Extract =>

Oh wow thanks that's really helpful 

Screenshot? Anyone?

Edit:


LeoTWFZ said:


> http://i.imm.io/8S4x.png  That is happning


 
Thanks. And lol. Still looks normal size on the ones I've seen. What browsers are you guys using? Seems fine on FF.


----------



## Rukh_Whitefang (Sep 5, 2011)

Wow, that looks like crap. I don't like the icon image sizes now. Way to big.

And I am using FireFox.


----------



## ShadowEon (Sep 5, 2011)

I was just about to ask someone about this. They are huge now, and take up too much space in the profiles if icons(such as for a group) or posted. This needs to be fixed,please don't keep them this way FA. D:


----------



## Kyrodo (Sep 5, 2011)

<sarcasticfont> Doesn't look stupid at all. </sarcasticfont>


----------



## LizardKing (Sep 5, 2011)

Certainly the .css doesn't seem to have changed.



			
				/css/dark.css?up=2010090500 said:
			
		

> a.iconusername img{
> max-width: 50px;
> max-height: 50px;
> width: 50px;
> }



I tried it on http, https, and even with the VigLink shit turned on and off. Couldn't get them to show as a larger size.


----------



## LeoTWFZ (Sep 5, 2011)

Evryone press Ctrl + f5 on page... Back to normal.


----------



## Kyrodo (Sep 5, 2011)

^
Confirmed. Thank god it's fixed.


----------



## LizardKing (Sep 5, 2011)

Well damn, there goes another exciting story for the furry news network

CRISIS AVERTED


----------



## Volkodav (Sep 5, 2011)

im enjoying this


im not f5ing. i like my huge icons


----------



## ali (Sep 5, 2011)

Data extract =>
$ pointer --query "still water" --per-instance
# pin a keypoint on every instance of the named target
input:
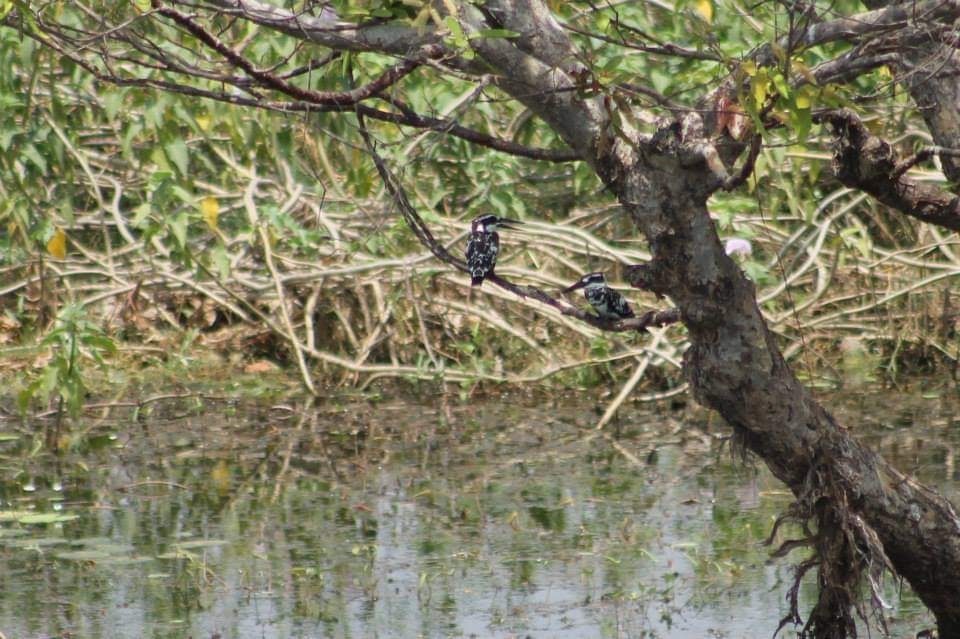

Set exercise => Update the forum thread about icon sizes by writing out everything from "Screenshot? Anyone?" down to "fine on FF." again, with "FF" changed to "Firefox".

Response to the exercise =>
Screenshot? Anyone?

Edit:


LeoTWFZ said:


> http://i.imm.io/8S4x.png  That is happning


 
Thanks. And lol. Still looks normal size on the ones I've seen. What browsers are you guys using? Seems fine on Firefox.